Stored data
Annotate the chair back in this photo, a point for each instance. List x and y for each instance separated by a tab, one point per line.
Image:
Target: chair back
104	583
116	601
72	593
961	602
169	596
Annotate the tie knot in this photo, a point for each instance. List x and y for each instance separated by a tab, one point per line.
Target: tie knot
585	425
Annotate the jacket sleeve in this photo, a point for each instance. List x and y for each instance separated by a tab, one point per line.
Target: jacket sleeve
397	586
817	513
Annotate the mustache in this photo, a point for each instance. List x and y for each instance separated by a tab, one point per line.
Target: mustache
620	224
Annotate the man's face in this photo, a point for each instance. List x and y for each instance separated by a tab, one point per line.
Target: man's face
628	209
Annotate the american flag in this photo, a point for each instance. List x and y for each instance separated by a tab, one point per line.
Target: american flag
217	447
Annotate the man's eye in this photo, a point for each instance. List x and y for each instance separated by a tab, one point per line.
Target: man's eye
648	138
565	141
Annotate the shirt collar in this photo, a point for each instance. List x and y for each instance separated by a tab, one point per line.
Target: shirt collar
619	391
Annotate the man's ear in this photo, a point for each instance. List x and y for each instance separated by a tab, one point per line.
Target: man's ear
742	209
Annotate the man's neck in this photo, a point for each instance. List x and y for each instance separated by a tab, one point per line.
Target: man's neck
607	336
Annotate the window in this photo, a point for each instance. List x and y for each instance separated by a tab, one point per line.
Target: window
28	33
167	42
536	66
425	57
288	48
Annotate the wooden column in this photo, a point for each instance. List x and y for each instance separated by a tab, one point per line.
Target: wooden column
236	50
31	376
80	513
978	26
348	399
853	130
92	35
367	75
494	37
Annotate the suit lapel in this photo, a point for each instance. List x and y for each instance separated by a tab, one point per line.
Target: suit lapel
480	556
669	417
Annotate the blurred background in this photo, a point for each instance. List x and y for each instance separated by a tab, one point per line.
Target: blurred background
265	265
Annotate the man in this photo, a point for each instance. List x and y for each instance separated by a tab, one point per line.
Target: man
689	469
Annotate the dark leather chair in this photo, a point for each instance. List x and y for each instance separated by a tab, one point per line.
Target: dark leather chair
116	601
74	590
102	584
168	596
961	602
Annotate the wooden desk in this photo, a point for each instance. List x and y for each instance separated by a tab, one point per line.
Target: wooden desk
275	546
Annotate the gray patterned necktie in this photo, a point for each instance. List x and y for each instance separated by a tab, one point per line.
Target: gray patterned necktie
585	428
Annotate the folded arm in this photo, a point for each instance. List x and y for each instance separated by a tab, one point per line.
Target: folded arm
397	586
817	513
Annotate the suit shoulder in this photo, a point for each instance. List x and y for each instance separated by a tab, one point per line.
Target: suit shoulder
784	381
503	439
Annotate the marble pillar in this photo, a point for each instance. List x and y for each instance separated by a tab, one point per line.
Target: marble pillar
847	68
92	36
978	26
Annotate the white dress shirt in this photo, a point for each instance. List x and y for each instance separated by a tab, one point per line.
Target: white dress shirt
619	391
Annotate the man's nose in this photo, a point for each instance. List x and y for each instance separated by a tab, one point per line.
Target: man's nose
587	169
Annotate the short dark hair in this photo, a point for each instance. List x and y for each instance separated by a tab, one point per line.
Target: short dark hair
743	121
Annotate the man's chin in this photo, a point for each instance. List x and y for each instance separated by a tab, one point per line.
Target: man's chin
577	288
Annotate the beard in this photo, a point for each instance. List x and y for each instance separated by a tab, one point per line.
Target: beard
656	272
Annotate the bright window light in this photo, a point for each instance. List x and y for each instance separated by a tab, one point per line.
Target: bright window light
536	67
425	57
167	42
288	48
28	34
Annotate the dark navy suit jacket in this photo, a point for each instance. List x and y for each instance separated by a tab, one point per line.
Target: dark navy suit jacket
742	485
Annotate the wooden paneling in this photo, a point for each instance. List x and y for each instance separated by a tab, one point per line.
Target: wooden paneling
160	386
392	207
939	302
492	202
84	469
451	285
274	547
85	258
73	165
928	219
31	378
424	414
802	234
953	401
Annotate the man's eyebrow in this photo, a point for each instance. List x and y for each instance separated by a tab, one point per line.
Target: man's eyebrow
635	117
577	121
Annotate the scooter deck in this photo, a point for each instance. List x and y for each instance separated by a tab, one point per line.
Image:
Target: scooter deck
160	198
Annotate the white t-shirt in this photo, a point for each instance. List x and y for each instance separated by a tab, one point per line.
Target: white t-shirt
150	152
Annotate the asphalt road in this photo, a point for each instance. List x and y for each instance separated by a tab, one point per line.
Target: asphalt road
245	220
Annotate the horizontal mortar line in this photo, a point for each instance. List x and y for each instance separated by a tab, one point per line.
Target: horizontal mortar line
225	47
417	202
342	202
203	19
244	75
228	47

==

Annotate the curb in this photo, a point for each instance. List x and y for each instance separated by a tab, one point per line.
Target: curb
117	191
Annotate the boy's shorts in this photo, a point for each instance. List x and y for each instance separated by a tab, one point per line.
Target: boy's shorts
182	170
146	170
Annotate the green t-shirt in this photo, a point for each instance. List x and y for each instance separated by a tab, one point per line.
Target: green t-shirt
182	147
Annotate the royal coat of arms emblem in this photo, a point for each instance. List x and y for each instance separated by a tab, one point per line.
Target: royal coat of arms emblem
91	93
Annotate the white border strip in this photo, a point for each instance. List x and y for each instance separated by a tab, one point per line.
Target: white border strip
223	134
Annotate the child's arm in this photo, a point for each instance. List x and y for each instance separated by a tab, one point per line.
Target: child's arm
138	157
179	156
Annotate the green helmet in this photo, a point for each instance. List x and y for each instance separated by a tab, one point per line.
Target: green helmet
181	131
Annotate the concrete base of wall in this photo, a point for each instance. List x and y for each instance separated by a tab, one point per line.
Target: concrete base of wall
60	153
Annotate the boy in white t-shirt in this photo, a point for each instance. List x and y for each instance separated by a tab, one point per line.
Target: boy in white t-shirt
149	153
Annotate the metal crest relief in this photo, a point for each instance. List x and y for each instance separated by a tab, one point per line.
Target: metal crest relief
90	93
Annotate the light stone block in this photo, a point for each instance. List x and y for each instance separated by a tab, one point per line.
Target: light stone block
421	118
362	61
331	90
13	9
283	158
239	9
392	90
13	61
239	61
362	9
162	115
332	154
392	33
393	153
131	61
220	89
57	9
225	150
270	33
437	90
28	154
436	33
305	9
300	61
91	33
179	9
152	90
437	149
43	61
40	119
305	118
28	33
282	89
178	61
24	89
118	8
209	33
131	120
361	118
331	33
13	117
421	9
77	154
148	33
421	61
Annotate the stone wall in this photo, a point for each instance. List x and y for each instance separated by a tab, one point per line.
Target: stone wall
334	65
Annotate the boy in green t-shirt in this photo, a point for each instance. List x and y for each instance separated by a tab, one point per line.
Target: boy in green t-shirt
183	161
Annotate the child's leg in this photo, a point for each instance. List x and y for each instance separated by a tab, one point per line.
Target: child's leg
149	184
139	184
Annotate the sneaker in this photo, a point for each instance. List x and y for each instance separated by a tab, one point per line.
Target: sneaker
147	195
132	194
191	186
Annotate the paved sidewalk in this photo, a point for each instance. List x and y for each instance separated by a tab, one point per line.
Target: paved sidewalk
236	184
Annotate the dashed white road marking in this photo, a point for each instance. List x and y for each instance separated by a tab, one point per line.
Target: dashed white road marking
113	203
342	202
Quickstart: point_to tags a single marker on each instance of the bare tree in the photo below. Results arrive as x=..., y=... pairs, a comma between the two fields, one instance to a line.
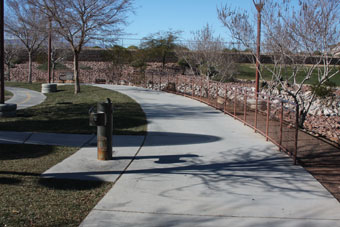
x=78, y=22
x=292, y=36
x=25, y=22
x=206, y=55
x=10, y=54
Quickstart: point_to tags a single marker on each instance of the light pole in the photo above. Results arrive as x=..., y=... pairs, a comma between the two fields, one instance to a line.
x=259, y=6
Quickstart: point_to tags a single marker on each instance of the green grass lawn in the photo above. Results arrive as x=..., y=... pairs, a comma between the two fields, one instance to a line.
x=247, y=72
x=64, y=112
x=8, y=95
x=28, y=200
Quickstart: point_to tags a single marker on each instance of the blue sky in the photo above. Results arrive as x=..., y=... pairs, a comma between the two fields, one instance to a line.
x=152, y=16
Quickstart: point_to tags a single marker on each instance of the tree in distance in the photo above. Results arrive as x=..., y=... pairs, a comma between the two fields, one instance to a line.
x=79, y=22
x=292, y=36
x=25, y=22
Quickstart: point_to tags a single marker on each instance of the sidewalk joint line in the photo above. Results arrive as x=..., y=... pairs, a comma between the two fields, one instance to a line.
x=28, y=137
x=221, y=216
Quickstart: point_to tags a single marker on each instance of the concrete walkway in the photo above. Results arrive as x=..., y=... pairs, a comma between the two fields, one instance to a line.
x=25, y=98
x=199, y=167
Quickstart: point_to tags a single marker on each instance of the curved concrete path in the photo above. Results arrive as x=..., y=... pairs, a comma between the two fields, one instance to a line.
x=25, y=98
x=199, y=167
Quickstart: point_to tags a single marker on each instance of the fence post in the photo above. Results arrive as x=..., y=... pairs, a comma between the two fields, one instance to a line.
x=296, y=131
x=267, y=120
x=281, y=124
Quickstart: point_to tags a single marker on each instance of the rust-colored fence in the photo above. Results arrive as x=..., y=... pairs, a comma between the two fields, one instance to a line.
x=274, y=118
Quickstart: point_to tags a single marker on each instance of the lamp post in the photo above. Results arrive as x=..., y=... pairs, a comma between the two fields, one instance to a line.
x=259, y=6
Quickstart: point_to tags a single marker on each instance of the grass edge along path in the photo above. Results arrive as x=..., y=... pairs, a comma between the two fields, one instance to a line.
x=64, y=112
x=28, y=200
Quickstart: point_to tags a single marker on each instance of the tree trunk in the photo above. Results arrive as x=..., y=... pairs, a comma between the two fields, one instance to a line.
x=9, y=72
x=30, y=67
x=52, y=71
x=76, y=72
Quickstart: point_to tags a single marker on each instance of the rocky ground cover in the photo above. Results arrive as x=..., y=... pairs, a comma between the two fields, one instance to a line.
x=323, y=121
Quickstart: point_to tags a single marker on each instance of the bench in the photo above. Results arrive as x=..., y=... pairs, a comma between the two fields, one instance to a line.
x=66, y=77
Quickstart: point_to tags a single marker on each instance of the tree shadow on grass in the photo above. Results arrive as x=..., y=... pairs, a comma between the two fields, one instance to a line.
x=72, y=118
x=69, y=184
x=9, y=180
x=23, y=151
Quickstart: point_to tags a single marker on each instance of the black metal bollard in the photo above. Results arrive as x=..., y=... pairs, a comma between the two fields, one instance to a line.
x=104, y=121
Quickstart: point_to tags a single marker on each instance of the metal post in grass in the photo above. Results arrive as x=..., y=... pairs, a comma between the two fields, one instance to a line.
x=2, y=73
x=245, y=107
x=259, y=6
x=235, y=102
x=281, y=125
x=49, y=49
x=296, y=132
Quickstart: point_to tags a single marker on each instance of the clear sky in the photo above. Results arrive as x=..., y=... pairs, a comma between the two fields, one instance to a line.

:: DESCRIPTION OF THE TASK ::
All that belongs in your answer is the stretch of entries above from the line with "Annotate the green helmet" through the line with "Annotate the sneaker", printed exactly.

:: EXPECTED ANSWER ::
Annotate the green helmet in this photo, a point for each instance. List x and y for each instance separated by a tab, one point per line.
Target: green helmet
181	131
Annotate the concrete base of wall in this photo, a point for each instance. List x and y for each instance separated by a tab, one point per line.
Target: concrete base of wall
60	153
Annotate the boy in white t-shirt in this photo, a point for each instance. List x and y for each instance separated by a tab, one point per line.
Target: boy in white t-shirt
149	153
Annotate the metal crest relief in this photo, a point for each instance. List x and y for each instance separated by a tab, one point per line.
Target: metal crest relief
90	93
Annotate the light stone block in this photo, a point for each instance. List x and y for each instance separated by a tab, one point per line.
Target: light stone block
421	118
362	61
331	90
13	9
283	158
239	9
392	90
13	61
239	61
362	9
162	115
332	154
392	33
393	153
131	61
220	89
57	9
225	150
270	33
437	90
28	154
436	33
305	9
300	61
91	33
179	9
152	90
437	149
43	61
40	119
305	118
28	33
282	89
178	61
24	89
118	8
209	33
131	120
361	118
331	33
13	117
421	9
77	154
148	33
421	61
Annotate the stone wall in this photo, a point for each instance. List x and y for each instance separated by a tab, one point per line.
Target: stone wall
334	65
Annotate the boy in green t-shirt in this photo, a point for each instance. List x and y for each instance separated by a tab, one point per line.
Target: boy in green t-shirt
183	161
Annotate the child's leg in this photo, a point for each instance. List x and y for each instance separated by a tab, one point per line.
Target: child's leg
149	184
139	184
Annotate the sneaker in this photo, a point for each instance. List x and y for each instance separated by a tab, one point per line.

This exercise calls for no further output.